Task
The response has to be every entry, printed word for word.

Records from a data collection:
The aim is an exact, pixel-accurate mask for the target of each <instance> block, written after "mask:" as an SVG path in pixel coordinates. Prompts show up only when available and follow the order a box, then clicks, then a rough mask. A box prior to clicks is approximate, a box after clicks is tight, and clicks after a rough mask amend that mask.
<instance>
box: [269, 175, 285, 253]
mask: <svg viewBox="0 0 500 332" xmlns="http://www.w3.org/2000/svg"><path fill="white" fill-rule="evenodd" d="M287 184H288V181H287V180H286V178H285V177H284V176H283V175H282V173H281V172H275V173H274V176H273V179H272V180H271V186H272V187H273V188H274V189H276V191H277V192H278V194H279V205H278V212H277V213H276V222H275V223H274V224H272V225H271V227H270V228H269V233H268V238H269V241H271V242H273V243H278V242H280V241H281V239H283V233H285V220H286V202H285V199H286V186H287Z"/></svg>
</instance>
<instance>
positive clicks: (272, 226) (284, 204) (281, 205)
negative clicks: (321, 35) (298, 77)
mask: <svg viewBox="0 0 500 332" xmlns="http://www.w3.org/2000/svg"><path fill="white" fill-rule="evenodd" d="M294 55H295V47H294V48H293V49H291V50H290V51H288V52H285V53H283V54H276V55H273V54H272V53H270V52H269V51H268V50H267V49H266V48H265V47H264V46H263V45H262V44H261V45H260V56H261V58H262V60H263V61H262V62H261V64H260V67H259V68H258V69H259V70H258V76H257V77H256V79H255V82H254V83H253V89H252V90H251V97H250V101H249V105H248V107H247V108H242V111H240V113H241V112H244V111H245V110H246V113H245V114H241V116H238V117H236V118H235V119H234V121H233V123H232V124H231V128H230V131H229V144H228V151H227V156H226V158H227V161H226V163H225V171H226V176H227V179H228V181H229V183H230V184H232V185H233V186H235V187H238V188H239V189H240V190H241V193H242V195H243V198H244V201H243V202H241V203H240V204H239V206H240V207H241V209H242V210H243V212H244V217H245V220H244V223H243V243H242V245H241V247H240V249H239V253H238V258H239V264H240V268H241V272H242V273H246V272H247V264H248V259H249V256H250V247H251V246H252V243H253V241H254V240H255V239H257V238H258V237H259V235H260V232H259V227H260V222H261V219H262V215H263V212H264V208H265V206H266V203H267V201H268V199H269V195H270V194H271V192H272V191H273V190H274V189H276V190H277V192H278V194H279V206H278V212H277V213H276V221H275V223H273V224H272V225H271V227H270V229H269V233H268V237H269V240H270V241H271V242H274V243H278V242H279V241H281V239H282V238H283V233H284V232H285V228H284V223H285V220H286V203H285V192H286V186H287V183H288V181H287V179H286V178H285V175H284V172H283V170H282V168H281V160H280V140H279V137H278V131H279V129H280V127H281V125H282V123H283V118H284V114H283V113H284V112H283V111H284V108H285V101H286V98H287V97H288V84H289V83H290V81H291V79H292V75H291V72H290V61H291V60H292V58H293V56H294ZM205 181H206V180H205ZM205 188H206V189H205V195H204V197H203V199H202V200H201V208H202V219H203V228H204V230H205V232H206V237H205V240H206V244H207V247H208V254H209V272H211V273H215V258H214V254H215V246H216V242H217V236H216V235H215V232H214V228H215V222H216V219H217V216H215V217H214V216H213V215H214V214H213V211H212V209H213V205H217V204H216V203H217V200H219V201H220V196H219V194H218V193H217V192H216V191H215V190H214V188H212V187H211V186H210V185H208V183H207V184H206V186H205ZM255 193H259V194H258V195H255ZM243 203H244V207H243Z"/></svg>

Task solution
The aim is an exact, pixel-accurate mask for the target of each <instance> block, written after "mask:" as an SVG path in pixel coordinates. Prompts show up only when available and follow the order a box, then clicks, then a rough mask. A box prior to clicks is approximate, a box after clicks is tight, and clicks after a rough mask amend that mask.
<instance>
box: [269, 175, 285, 253]
mask: <svg viewBox="0 0 500 332" xmlns="http://www.w3.org/2000/svg"><path fill="white" fill-rule="evenodd" d="M287 184H288V181H287V180H286V178H285V177H284V176H283V175H282V173H281V172H275V173H274V176H273V179H272V180H271V186H272V187H273V188H274V189H276V191H277V192H278V194H279V205H278V212H277V213H276V222H275V223H274V224H272V225H271V227H270V228H269V233H268V238H269V241H271V242H273V243H278V242H280V241H281V239H283V233H285V220H286V202H285V199H286V186H287Z"/></svg>
</instance>
<instance>
positive clicks: (272, 226) (284, 204) (281, 205)
negative clicks: (321, 35) (298, 77)
mask: <svg viewBox="0 0 500 332" xmlns="http://www.w3.org/2000/svg"><path fill="white" fill-rule="evenodd" d="M294 55H295V47H294V48H293V49H291V50H290V51H288V52H285V53H283V54H276V55H273V54H272V53H270V52H269V51H268V50H267V49H266V48H265V47H264V46H263V45H262V44H261V45H260V56H261V58H262V60H263V61H262V62H261V64H260V67H259V68H258V69H259V70H258V76H257V77H256V79H255V82H254V83H253V89H252V90H251V97H250V101H249V105H248V107H247V108H242V111H240V113H241V112H244V111H245V110H246V113H245V114H241V116H238V117H236V118H235V119H234V121H233V123H232V124H231V128H230V131H229V144H228V151H227V156H226V158H227V161H226V163H225V171H226V176H227V179H228V181H229V183H230V184H232V185H233V186H235V187H238V188H239V189H240V190H241V193H242V195H243V198H244V201H243V202H241V203H240V204H239V206H240V207H241V209H242V210H243V212H244V217H245V220H244V223H243V243H242V245H241V247H240V249H239V253H238V258H239V264H240V268H241V272H242V273H246V272H247V264H248V259H249V256H250V247H251V246H252V243H253V241H254V240H255V239H257V238H258V237H259V235H260V232H259V227H260V222H261V219H262V215H263V212H264V208H265V206H266V203H267V201H268V199H269V195H270V194H271V192H272V191H273V190H274V189H276V190H277V192H278V194H279V206H278V212H277V213H276V221H275V223H273V224H272V225H271V227H270V229H269V233H268V237H269V240H270V241H271V242H274V243H278V242H279V241H281V239H282V238H283V233H284V232H285V228H284V223H285V220H286V203H285V192H286V186H287V183H288V181H287V179H286V178H285V175H284V172H283V170H282V168H281V160H280V140H279V137H278V131H279V129H280V127H281V125H282V123H283V118H284V114H283V113H284V112H283V111H284V108H285V101H286V98H287V97H288V84H289V83H290V81H291V79H292V75H291V72H290V61H291V60H292V58H293V56H294ZM205 181H206V180H205ZM205 188H206V189H205V195H204V197H203V199H202V200H201V208H202V219H203V228H204V230H205V232H206V237H205V240H206V244H207V247H208V254H209V272H211V273H215V258H214V254H215V246H216V242H217V236H216V235H215V232H214V228H215V222H216V219H217V216H215V217H214V216H213V215H214V214H213V211H212V209H213V205H217V204H216V203H217V200H219V201H220V196H219V194H218V193H217V192H216V191H215V190H214V188H212V187H211V186H210V185H208V183H207V184H206V186H205ZM255 193H259V194H258V195H255ZM243 203H244V207H243Z"/></svg>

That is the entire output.